* _Extracted records_:
═══

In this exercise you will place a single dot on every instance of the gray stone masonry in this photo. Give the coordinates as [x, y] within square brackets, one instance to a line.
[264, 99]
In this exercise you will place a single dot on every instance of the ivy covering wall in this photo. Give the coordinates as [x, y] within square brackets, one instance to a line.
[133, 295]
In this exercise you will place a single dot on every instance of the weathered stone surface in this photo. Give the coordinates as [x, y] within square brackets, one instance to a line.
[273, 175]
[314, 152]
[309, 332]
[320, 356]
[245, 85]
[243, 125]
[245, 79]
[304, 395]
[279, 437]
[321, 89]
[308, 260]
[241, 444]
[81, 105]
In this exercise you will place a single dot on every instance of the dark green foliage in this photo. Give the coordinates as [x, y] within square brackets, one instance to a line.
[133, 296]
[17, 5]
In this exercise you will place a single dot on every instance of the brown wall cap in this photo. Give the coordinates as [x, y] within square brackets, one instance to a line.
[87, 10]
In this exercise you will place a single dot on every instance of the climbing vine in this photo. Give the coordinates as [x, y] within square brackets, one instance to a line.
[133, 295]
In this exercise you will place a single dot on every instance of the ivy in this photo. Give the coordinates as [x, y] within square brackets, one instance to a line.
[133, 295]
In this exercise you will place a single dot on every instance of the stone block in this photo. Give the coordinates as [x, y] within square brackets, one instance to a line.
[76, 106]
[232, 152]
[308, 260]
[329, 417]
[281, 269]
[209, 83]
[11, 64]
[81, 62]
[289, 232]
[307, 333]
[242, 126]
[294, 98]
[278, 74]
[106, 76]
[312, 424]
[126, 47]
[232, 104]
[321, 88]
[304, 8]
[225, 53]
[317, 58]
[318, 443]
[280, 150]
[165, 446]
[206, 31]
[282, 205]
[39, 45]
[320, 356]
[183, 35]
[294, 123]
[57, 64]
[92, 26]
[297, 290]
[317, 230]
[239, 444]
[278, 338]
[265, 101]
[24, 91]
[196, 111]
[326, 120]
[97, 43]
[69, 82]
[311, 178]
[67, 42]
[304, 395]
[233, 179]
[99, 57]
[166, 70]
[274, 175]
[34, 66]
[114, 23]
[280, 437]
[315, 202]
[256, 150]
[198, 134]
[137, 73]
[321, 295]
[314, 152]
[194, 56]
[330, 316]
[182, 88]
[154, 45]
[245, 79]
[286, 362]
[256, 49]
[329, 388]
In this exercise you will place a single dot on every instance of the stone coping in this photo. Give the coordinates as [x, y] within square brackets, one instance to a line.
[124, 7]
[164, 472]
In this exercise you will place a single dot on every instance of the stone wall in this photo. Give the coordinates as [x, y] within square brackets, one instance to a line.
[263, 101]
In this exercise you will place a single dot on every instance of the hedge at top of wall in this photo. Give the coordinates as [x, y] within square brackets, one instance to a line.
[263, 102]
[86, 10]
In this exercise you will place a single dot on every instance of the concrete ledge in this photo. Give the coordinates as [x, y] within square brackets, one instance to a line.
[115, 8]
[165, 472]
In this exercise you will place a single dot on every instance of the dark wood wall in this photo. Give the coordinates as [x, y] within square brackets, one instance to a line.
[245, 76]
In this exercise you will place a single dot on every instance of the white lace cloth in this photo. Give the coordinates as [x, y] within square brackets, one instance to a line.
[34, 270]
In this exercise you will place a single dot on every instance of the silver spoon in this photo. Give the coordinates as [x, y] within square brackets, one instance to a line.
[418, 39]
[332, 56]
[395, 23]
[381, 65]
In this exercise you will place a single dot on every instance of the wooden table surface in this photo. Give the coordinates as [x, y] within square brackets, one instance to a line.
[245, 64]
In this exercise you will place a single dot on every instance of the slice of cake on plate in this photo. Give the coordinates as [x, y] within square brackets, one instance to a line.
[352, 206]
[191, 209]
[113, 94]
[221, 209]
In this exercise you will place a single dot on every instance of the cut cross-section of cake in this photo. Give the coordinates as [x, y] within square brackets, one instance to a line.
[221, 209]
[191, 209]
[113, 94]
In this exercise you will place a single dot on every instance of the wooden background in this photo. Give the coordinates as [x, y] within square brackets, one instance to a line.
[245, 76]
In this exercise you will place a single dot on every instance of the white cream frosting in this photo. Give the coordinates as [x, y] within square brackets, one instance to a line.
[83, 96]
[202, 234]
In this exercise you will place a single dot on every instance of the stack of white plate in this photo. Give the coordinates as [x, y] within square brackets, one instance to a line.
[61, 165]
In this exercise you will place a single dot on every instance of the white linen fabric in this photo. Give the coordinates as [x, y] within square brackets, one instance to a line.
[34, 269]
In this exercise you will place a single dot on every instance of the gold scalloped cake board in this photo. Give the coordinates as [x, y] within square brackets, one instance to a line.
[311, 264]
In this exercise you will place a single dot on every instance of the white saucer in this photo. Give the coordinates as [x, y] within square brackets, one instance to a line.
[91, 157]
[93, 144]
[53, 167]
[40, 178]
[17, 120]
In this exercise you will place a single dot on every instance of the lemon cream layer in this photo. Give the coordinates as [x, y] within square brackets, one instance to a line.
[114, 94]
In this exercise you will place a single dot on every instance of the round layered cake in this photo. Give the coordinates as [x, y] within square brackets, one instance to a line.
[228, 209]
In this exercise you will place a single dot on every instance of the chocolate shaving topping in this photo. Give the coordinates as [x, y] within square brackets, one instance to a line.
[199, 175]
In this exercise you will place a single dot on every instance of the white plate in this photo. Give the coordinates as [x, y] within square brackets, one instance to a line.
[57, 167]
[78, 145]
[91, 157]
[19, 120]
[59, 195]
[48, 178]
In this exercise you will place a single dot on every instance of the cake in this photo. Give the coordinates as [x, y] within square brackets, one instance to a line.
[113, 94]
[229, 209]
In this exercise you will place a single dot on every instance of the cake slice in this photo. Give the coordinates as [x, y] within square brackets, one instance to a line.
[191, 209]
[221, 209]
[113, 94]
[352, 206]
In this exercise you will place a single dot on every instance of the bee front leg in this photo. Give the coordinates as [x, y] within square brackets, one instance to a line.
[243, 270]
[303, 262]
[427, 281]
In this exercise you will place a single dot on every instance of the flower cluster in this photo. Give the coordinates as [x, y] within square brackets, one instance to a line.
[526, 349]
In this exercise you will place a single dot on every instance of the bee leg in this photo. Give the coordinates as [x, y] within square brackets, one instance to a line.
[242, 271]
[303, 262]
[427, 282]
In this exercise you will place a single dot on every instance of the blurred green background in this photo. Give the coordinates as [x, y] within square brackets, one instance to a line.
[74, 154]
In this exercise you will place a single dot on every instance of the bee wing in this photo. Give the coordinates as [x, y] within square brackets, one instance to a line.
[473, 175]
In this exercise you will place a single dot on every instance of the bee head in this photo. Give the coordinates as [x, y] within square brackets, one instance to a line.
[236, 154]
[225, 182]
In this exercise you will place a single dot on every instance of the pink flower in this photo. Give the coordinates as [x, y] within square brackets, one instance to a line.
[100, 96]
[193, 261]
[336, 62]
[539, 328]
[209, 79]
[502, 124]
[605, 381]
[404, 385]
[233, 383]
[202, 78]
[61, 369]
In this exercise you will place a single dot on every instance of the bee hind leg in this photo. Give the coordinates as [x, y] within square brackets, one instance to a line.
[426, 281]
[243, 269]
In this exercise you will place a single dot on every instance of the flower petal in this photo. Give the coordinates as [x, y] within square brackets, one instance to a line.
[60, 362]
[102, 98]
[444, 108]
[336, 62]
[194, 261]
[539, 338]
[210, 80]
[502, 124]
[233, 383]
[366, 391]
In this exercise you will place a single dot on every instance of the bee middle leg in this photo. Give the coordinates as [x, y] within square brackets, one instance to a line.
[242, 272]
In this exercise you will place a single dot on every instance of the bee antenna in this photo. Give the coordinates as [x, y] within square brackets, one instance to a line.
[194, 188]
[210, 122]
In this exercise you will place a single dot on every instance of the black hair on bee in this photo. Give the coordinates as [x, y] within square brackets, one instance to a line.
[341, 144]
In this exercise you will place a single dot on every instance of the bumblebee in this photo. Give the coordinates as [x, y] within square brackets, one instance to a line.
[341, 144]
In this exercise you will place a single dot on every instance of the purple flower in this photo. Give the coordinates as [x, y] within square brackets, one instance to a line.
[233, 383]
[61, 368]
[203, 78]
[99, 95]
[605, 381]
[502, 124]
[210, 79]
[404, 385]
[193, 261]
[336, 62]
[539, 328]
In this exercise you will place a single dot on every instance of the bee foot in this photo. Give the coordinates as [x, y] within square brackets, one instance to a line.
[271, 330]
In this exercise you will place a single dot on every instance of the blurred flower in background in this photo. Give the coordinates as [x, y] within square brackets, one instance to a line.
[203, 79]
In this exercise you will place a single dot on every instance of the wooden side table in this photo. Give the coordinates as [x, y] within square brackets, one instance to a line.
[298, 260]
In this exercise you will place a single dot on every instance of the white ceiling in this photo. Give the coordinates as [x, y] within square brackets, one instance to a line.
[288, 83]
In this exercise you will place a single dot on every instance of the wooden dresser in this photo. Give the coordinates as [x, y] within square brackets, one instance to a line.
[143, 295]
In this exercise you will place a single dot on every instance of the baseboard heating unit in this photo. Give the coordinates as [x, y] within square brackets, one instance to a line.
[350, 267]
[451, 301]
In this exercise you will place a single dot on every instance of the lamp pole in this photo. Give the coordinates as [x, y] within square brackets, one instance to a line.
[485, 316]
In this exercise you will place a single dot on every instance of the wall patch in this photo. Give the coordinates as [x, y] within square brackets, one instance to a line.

═══

* _Exercise prompt_: Find "the wooden dresser" in the data above, then repeat that line and all lines after it exactly, ending with the final line.

* _Completed exercise_:
In this exercise you will place a single dot on every instance of the wooden dresser in this photo. Give the coordinates as [x, y] within square brackets, one instance to a line.
[143, 295]
In this exercise you will place a single dot on every instance of the baseboard heating unit in this photo. Give the coordinates as [x, y] within square brackets, one instance to a line.
[350, 267]
[451, 301]
In this exercise you will place a single dot on every instance of the lamp pole in this photo. Give the coordinates as [x, y] within square brackets, one instance to a line.
[485, 316]
In this exercise you will place a single dot on every instance of the wall patch in this photo. Give the coordinates as [x, y] within square brackets, one instance to a line.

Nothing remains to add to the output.